▶ [Provided text]:
A KNN-Based learning method for biology species categorization

  • Authors:
  • Yan Dang;Yulei Zhang;Dongmo Zhang;Liping Zhao

  • Affiliations:
  • Computer Science and Engineering Department, Shanghai Jiao Tong University, Shanghai, P. R. China;School of Life Science and Biotechnology, Shanghai Jiao Tong University, Shanghai, P. R. China;Computer Science and Engineering Department, Shanghai Jiao Tong University, Shanghai, P. R. China;School of Life Science and Biotechnology, Shanghai Jiao Tong University, Shanghai, P. R. China

  • Venue:
  • ICNC'05 Proceedings of the First international conference on Advances in Natural Computation - Volume Part I
  • Year:
  • 2005

Quantified Score

Hi-index 0.00

Visualization

Abstract

This paper presents a novel approach toward high precision biology species categorization which is mainly based on KNN algorithm. KNN has been successfully used in natural language processing (NLP). Our work extends the learning method for biological data. We view the DNA or RNA sequences of certain species as special natural language texts. The approach for constructing composition vectors of DNA and RNA sequences is described. A learning method based on KNN algorithm is proposed. An experimental system for biology species categorization is implemented. Forty three different bacteria organisms selected randomly from EMBL are used for evaluation purpose. And the preliminary experiments show promising results on precision.

▶ [Record excerpts]:
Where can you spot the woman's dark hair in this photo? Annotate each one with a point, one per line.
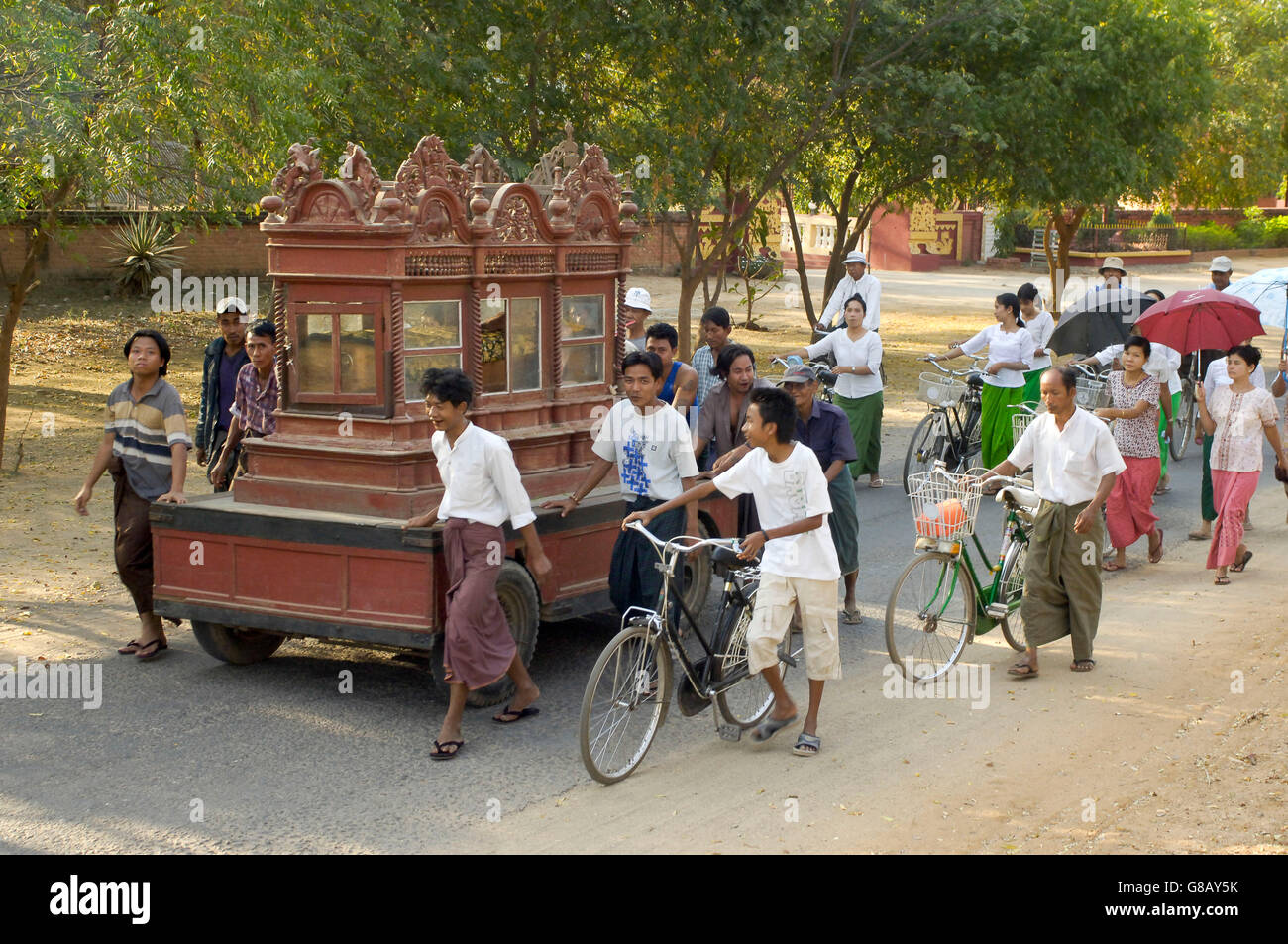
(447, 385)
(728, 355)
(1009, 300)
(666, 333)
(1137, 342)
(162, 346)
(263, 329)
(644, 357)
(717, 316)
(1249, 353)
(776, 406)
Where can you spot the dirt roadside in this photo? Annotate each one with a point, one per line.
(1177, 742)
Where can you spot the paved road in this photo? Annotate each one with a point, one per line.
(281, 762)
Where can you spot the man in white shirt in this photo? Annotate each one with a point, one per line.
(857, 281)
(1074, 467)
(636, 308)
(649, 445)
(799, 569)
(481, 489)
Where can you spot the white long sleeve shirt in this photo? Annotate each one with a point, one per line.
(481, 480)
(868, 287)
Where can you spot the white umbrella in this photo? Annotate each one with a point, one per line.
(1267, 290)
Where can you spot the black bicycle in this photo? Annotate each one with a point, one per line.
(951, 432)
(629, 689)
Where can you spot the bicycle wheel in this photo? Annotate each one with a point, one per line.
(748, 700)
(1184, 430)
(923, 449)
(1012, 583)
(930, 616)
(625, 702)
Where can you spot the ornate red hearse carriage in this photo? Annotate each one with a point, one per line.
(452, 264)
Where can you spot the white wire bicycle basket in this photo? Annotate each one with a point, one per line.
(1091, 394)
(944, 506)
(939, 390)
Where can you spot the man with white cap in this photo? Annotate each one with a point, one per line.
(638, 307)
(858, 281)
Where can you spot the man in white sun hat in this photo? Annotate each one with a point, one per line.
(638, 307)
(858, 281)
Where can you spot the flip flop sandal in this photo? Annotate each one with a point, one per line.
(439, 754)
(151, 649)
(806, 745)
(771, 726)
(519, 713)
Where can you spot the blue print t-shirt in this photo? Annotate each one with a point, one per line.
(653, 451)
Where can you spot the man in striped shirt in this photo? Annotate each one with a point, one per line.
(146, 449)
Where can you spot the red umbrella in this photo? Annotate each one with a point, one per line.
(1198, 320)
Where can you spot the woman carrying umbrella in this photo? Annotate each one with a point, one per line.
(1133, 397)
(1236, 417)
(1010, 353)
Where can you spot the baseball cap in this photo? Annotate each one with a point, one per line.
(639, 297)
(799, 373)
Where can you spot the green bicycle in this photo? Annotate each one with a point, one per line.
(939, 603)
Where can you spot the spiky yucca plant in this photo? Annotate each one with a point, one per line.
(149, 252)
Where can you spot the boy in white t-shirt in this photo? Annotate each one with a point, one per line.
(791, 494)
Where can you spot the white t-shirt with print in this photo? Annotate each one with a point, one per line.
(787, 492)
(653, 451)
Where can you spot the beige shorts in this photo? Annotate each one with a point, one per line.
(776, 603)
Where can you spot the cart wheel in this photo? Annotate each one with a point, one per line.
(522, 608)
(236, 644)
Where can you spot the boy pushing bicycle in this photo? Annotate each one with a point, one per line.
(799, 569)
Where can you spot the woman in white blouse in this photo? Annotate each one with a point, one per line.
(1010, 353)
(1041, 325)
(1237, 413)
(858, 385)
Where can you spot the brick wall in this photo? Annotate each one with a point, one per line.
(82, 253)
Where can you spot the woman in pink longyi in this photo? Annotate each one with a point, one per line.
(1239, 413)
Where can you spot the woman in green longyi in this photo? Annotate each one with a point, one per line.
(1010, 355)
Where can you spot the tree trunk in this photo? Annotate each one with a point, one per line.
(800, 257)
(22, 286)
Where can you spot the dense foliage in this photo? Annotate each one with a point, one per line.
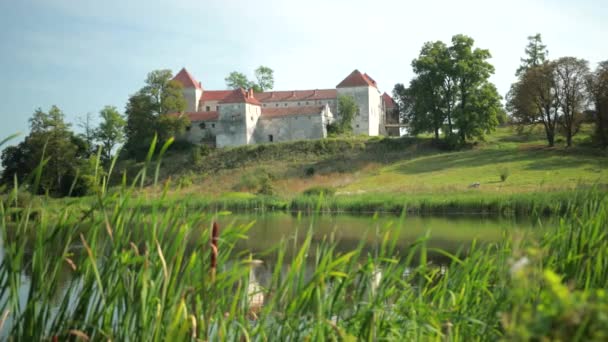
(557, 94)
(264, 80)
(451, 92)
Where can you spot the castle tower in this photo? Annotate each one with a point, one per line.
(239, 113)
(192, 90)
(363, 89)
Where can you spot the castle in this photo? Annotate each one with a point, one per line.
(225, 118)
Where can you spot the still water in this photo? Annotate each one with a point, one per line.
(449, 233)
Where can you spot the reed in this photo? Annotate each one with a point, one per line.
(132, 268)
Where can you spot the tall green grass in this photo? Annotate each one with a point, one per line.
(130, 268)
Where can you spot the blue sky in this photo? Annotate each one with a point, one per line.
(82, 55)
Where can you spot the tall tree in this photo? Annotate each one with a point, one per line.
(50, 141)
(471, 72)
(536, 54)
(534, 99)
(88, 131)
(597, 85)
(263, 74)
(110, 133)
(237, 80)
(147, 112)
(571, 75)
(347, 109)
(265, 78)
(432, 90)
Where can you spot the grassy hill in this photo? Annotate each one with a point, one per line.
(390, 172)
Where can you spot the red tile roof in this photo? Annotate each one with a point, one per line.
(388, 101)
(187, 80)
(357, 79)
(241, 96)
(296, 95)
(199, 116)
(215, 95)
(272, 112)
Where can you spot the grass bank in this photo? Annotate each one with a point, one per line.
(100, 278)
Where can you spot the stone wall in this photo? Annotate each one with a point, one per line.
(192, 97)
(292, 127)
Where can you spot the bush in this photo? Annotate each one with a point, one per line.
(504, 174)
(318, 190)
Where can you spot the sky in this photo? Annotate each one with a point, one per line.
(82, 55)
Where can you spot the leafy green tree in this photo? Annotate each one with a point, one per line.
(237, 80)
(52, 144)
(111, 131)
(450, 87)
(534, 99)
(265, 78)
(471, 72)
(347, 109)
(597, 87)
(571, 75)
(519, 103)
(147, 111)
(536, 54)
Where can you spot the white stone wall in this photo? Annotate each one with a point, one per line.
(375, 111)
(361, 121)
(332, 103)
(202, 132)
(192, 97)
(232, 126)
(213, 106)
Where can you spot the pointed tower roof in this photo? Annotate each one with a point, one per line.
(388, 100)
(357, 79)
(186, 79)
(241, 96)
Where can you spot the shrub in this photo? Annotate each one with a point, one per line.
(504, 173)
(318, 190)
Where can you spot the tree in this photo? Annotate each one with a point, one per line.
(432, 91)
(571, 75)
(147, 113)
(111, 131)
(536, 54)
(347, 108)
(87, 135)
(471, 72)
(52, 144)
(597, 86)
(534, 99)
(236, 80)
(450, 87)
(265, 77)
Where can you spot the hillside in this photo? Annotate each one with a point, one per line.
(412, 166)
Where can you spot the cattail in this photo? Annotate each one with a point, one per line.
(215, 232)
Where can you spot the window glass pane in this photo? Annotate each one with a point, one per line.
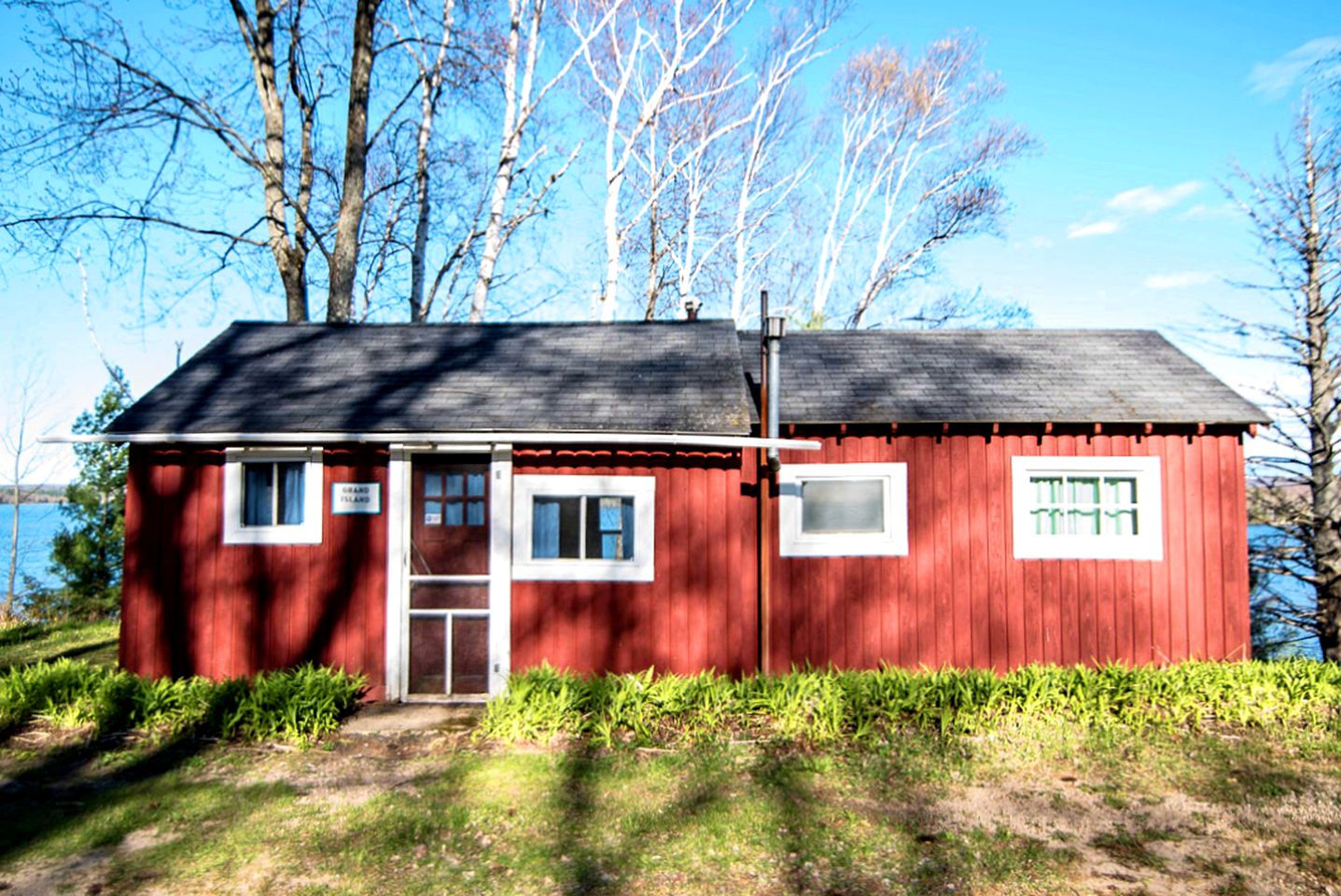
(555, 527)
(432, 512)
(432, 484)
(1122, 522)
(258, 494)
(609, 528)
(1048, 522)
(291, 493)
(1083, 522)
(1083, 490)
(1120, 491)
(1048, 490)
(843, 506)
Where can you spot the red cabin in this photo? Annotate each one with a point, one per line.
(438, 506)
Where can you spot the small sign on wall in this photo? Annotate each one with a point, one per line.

▶ [Problems to solve]:
(a) According to the abstract of the species categorization page, how many bacteria organisms were used for evaluation, and where did they come from?
(b) Could you output the passage of the species categorization page starting with "Visualization" and going on through "results on precision.", copied word for word?
(c) Who are all the authors listed on the species categorization page?

▶ [Exercise solutions]:
(a) Forty-three different bacteria organisms, selected randomly from EMBL.

(b)
Visualization

Abstract

This paper presents a novel approach toward high precision biology species categorization which is mainly based on KNN algorithm. KNN has been successfully used in natural language processing (NLP). Our work extends the learning method for biological data. We view the DNA or RNA sequences of certain species as special natural language texts. The approach for constructing composition vectors of DNA and RNA sequences is described. A learning method based on KNN algorithm is proposed. An experimental system for biology species categorization is implemented. Forty three different bacteria organisms selected randomly from EMBL are used for evaluation purpose. And the preliminary experiments show promising results on precision.

(c) Yan Dang, Yulei Zhang, Dongmo Zhang, Liping Zhao